● **Document text**
>> BEGIN

Observation periods of EAR–RASS experiments

We repeated the EAR–RASS experiments eight times in 2016 as summarized in Table 4, where the local time in Indonesia (LT) precedes UT by seven hours. During the first three periods, the sweep range of the FM-chirped acoustic signal was set at 115–90 Hz to measure the temperature up to 14 km. During period (3), we tested several different acoustic frequency ranges. After period (4), we expanded the range to 115–85 Hz, aiming to reach the tropopause. For period (8), two sets of signals with a duration of 2 s at 110–90 Hz and 95–75 Hz were used, interleaving every 10 s.

Climatological results of the wind fields over Koto Tabang from an earlier EAR dataset indicate that the meridional winds are normally weak, while the zonal winds sometimes exceed about 30 m s⁻¹. In particular, both zonal and meridional winds were weak in April; then, the vertical beam could capture the RASS echo in the entire troposphere. On the other hand, zonal winds were stronger in October–December. Throughout the year, the zonal winds were westward at 10–14 km, so the antenna beam was mostly steered toward the east for the RASS experiment.

During the observation periods (1) and (2), we employed the standard five-beam method with the zenith angle at 10°, because RASS echoes were expected by the vertical beam. For other periods after April 30, 2016, we selected the beam directions referring to the 3-D ray tracing on a real-time basis.

For the turbulence echo, we apply a fitting to the observed Doppler spectrum assuming the Gaussian distribution. We also adopted a Gaussian fitting for the RASS echo. As the height profile of the sound speed is roughly known a priori, we limited the range of the mean Doppler shift from a climatological profile, where the temperature decreases at 6.5 K km⁻¹ from the surface up to the tropopause at 17 km. Then, the temperature increases in the stratosphere at 2 K km⁻¹. The threshold of temperature variability was set at 15 and 20 K in the troposphere and stratosphere, respectively, which is much larger than the actual temperature fluctuations.

>> END

● **Available data**
>> BEGIN

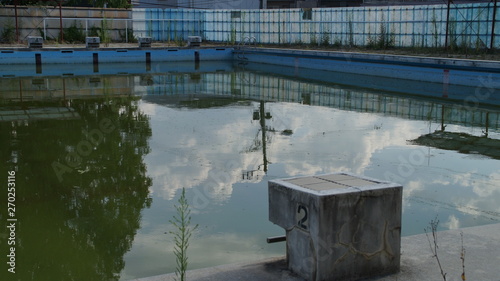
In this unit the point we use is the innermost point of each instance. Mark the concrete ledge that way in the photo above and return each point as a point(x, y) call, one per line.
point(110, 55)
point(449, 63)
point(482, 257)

>> END

● **Given request**
Copy down a portion of the EAR–RASS experiments passage without alteration, beginning at the words "We repeated the" and ending after the words "interleaving every 10 s.". The material has no connection to the passage on EAR–RASS experiments.

● **Written response**
We repeated the EAR–RASS experiments eight times in 2016 as summarized in Table 4, where the local time in Indonesia (LT) precedes UT by seven hours. During the first three periods, the sweep range of the FM-chirped acoustic signal was set at 115–90 Hz to measure the temperature up to 14 km. During period (3), we tested several different acoustic frequency ranges. After period (4), we expanded the range to 115–85 Hz, aiming to reach the tropopause. For period (8), two sets of signals with a duration of 2 s at 110–90 Hz and 95–75 Hz were used, interleaving every 10 s.